## The task
Please rewrite all of the rows below with "movement-pattern feed" replaced by "motion-tracking feed" and everything else left as it is. Leave the pictures out.

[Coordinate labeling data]
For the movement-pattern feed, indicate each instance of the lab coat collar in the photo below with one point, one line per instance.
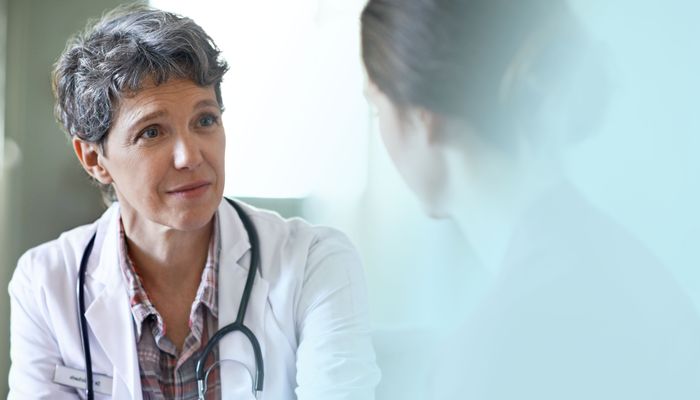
(113, 327)
(111, 324)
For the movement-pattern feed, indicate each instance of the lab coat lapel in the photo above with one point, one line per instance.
(109, 316)
(233, 271)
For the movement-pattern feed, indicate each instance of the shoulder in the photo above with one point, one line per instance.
(55, 261)
(297, 234)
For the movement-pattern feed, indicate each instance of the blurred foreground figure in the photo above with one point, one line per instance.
(477, 100)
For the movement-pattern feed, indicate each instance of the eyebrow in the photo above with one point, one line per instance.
(147, 117)
(159, 113)
(207, 103)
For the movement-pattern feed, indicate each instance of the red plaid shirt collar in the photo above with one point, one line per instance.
(141, 306)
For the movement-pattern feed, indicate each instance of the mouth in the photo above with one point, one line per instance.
(192, 189)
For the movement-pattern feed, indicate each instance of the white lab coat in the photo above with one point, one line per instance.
(308, 309)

## Result of this task
For the motion-tracking feed, indicate each instance of the lab coat collar in the photo below with one point, one line per instance.
(113, 327)
(111, 324)
For the motion-tracking feed, indicate each instance of the lab coat lapel in the photo above with one point, one line per instance.
(109, 316)
(233, 271)
For the motion-tracking feed, indicate each instance of the shoulder in the photo above with one point, one line per instance.
(55, 261)
(297, 234)
For the motion-tracking feed, indicate each instance of the blurred foreground figure in the photo above with one point, one line per instance.
(477, 100)
For the motion-tracking feed, indicate each instance of the eyebrow in the photo above with one point, one line per instance.
(147, 117)
(159, 113)
(207, 103)
For the motion-tracking feed, indicate each instance of the red plaid shirt collar in the photo above with one point, one line per instance.
(141, 306)
For the motion-tracking feed, indicate each instance of the mouth in the photo above with one point, one line per instance.
(192, 189)
For the motion-tracking feed, indicate each instance of the white lab coat in the photo above with one point, one line per instance.
(308, 309)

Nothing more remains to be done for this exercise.